[Task item]: Filter the listing below, keeping every line that holds "floor".

[Materials provided]:

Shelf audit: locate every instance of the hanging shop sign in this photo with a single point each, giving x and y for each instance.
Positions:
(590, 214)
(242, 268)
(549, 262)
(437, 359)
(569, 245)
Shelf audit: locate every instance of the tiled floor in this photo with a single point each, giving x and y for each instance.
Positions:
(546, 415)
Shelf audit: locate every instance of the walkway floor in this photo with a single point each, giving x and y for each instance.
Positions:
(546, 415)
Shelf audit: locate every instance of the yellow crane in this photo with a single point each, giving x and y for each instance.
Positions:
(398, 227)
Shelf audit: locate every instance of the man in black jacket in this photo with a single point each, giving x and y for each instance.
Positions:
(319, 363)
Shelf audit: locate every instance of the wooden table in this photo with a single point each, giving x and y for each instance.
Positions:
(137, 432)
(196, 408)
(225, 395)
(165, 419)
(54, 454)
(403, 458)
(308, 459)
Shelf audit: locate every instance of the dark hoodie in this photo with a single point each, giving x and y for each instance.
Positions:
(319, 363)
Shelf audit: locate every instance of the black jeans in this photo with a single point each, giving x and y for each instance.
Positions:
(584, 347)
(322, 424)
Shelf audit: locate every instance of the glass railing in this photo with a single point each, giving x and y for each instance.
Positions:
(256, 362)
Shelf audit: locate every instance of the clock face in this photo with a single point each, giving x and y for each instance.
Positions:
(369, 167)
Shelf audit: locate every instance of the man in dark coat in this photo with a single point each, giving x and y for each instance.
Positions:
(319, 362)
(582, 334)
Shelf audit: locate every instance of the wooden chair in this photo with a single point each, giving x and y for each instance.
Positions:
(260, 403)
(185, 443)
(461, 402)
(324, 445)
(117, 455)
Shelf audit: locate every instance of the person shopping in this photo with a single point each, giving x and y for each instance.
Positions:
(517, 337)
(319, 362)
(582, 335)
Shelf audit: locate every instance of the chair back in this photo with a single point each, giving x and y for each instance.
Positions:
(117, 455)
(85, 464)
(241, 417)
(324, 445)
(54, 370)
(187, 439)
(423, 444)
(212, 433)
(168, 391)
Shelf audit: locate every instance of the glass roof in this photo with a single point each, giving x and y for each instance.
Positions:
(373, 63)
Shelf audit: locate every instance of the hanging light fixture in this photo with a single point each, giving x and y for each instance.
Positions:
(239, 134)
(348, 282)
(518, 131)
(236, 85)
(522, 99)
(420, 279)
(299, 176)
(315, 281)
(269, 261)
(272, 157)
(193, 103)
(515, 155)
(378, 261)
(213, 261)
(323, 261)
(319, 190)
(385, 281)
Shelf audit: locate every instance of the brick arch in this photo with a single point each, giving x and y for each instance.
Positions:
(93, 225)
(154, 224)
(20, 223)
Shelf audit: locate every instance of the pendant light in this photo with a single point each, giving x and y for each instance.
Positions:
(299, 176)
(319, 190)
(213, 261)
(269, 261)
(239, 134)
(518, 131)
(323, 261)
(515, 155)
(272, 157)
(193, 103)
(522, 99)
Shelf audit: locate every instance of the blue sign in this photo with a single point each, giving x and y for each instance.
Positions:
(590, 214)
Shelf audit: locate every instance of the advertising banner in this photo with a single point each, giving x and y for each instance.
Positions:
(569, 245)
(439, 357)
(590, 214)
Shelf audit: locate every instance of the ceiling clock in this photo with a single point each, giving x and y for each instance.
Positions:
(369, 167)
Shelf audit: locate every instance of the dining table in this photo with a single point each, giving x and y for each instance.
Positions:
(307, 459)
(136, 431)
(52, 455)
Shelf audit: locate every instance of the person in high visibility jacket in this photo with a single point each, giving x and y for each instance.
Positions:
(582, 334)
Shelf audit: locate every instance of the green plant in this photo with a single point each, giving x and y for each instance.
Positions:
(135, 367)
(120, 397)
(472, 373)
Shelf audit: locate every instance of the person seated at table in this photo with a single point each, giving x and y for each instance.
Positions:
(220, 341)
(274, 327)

[Result of this task]:
Shelf audit: locate every instance of the tiled floor in this photo with a single point each, giving x and y for each instance.
Shelf audit: locate every instance of the walkway floor in this photo with a single point each, giving x and y for each instance.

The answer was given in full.